Assignment>
Answer these questions from the abstract on benzo[1,2-b:4,5-b′]dithiophene:
1. At what levels of theory were the BDT models investigated?
2. Which aromaticity indices were used to estimate the aromaticity of the models?
3. According to the TDDFT results, which model is the better candidate for optoelectronic properties?

Text section>
Effect of donor and acceptor on optoelectronic properties of benzo[1,2-b:4,5-b′]dithiophene

Abstract

A series of acceptor and donor groups anchored to benzo[1,2-b:4,5-b′]dithiophene (BDT) molecule have been systematically investigated at the density functional theory (DFT) and time-dependent density functional theory (TDDFT) level to reveal structure–property relationships, charge transfer, and fluorescence lifetimes. The DFT optimization shows that the hetero atom in the ring induces the polarity from central ring to both ends of the thiophene ring, participating in the conjugation. The donor and acceptor groups were anchored at the terminals of the BDT at two different positions to fine-tune the properties according to the requirement and study the push–pull effect. All the models studied in this work retain their aromaticity as estimated from NICS(0) and NICS(1) aromaticity index in ground and excited states. The results show that the hardness, softness, HOMO–LUMO gaps, ionization potentials (IP), and electron affinities (EA) of the BDTs are significantly affected by the electron-withdrawing and electron-donating groups. The 1H and 13C NMR chemical shift values have been computed to quantify the push–pull effect. Further, the charge transfer properties in these BDTs were explored based on reorganization energies and diagnostic descriptors derived from hole–electron theory that present different electron excitation behavior. The relationship between the computed variables such as highest occupied molecular orbital, lowest unoccupied molecular orbital, oscillator strength, dipole moment, absorption, and fluorescence energy correlates the system with one another and also to extend the possible applications of the system in optical devices. Structure–property relationship of various BDTs reveal that, upon optical excitation, the resonance effect plays an important role changing the bonding character between the substituent and BDT unit, enabling efficient electron delocalization. The examination of TDDFT results indicates that among the various models studied in this work, nitro-substituted model is better candidate for optoelectronic properties with relatively large absorption wavelength and long fluorescence lifetime.

Given material>

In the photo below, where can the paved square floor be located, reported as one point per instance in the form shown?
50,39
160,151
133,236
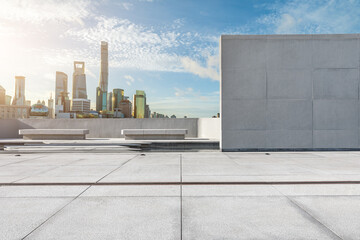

Expected answer>
1. Density functional theory (DFT) and time-dependent density functional theory (TDDFT).
2. NICS(0) and NICS(1).
3. The nitro-substituted model.